Records excerpted from a collection
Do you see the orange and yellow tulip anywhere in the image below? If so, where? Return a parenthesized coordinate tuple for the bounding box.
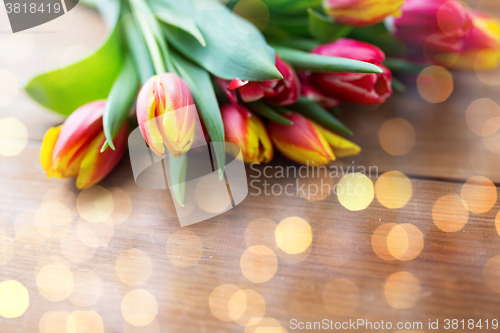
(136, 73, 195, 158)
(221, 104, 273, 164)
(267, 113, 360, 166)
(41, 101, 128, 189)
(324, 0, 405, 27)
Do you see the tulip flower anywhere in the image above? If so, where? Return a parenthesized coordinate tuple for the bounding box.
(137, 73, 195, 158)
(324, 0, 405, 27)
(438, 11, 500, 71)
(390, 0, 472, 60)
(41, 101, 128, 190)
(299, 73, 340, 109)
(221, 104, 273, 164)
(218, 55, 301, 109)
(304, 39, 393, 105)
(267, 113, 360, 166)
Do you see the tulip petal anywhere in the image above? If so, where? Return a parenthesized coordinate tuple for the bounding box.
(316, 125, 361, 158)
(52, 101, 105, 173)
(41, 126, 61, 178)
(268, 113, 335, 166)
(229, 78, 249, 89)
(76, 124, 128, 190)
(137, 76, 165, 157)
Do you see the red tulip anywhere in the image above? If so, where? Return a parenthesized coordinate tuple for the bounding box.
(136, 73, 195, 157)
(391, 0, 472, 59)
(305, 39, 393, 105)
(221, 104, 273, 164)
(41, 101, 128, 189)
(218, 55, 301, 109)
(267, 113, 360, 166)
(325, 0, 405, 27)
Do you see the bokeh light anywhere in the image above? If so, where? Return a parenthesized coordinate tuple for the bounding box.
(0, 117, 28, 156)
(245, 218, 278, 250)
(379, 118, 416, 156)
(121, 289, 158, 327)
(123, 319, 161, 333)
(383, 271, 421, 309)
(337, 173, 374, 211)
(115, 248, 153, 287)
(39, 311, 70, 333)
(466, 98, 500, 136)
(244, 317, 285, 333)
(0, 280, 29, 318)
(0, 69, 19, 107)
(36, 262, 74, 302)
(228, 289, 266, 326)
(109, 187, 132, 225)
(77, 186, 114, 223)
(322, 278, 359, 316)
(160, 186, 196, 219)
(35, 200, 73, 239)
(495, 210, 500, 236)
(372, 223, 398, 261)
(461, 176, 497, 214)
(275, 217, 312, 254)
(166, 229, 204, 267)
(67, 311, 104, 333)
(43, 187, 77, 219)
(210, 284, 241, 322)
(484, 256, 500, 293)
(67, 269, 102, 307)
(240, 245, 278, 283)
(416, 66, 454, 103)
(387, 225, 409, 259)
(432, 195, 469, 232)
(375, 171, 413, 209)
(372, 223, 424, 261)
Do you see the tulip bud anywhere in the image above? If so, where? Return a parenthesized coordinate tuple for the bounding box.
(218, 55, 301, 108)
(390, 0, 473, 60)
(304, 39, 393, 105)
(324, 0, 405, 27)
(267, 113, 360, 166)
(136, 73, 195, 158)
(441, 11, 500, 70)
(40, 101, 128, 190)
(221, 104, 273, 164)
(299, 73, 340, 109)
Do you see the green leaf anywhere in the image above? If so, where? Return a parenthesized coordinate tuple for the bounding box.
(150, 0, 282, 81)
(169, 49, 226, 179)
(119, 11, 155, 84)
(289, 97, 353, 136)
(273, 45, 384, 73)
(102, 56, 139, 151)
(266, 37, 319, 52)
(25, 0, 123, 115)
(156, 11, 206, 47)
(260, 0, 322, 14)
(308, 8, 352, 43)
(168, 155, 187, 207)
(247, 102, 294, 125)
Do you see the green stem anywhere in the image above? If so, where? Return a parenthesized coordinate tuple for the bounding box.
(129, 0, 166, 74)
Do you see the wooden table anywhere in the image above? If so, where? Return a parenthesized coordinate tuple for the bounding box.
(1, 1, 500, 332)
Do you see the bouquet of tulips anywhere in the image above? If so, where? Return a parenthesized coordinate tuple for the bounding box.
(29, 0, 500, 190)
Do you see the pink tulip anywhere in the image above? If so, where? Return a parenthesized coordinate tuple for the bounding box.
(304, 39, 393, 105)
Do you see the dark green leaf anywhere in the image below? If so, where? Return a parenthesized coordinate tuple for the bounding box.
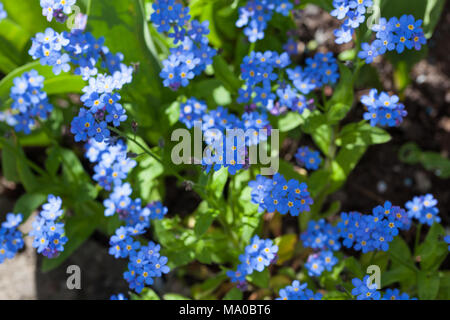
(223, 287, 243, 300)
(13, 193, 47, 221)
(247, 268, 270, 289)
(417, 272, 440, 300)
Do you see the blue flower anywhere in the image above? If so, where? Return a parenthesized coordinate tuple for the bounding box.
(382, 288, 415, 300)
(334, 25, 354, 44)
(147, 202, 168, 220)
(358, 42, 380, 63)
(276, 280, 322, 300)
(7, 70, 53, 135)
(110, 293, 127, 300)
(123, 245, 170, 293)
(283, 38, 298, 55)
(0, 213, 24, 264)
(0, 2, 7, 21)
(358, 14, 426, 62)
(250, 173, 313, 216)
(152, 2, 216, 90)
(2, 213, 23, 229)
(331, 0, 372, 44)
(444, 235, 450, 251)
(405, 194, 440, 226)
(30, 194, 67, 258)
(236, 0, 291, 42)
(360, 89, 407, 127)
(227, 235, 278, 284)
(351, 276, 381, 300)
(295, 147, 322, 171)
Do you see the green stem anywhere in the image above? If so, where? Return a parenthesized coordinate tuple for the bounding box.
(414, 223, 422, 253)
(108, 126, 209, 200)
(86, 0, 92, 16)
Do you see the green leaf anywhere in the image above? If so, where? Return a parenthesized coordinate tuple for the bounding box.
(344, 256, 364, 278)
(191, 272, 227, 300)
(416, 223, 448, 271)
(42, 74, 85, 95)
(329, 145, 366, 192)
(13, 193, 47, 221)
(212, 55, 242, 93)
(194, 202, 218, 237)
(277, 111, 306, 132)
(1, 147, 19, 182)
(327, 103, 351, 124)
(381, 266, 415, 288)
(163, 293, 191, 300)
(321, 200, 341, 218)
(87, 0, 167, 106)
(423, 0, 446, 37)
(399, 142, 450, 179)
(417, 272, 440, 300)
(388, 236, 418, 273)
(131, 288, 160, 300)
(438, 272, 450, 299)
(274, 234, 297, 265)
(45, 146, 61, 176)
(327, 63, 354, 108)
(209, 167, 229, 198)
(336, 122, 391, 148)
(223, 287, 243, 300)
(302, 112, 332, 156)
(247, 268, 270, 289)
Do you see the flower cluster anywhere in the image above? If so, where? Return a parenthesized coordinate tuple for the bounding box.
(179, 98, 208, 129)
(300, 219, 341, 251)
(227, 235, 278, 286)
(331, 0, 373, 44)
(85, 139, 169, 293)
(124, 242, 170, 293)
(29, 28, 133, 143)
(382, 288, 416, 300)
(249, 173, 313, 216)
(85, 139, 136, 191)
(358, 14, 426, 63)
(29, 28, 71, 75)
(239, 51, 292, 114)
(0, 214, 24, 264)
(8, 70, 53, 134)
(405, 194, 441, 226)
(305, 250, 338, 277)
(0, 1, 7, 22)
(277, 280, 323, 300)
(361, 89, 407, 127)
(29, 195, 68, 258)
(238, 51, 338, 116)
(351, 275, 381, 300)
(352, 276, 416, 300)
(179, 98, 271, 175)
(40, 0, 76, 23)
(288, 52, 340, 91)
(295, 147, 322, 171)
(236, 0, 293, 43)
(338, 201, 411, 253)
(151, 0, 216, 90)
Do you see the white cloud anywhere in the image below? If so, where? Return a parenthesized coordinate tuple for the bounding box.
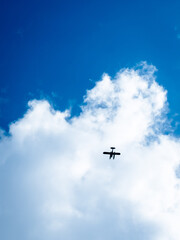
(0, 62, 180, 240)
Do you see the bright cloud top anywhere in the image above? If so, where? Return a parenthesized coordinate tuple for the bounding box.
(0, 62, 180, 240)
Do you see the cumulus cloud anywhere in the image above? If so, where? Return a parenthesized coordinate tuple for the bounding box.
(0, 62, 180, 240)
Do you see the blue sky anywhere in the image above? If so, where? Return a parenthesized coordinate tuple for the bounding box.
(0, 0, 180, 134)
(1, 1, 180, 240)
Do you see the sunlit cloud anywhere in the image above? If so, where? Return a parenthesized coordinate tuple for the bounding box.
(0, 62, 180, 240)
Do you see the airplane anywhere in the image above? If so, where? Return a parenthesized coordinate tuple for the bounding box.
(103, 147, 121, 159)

### REQUIRED ACTION
The copy you give must run from the line containing "Do you see the white" through the last line of the records, exactly, with the pictures left out.

### EXERCISE OUTPUT
Do you see the white cloud anywhere in the image below? If so, where? Return a parenthesized coordinate tuple for the bounding box.
(0, 62, 180, 240)
Do you see the bright cloud top anywhere in the image above? If so, where? Return a parenthesized coordinate tuple for the bounding box.
(0, 62, 180, 240)
Do you see the cumulus cloud anywhere in the image above? If so, where? Return a parenthesized coordinate tuple for the bounding box.
(0, 62, 180, 240)
Do you see the blue sky anywhere in the image above? If so, where? Return a parenthesized coordinate tuple for the bounding box.
(0, 0, 180, 134)
(1, 1, 180, 240)
Do you see the sunlit cloud anywhere in the image above? If so, where? Return a parenthesized coordinate tuple for the bounding box.
(0, 62, 180, 240)
Do you see the airplane anywhere in the image above? If so, where? Return a parenthesized coordinate tuple for the bounding box.
(103, 147, 121, 159)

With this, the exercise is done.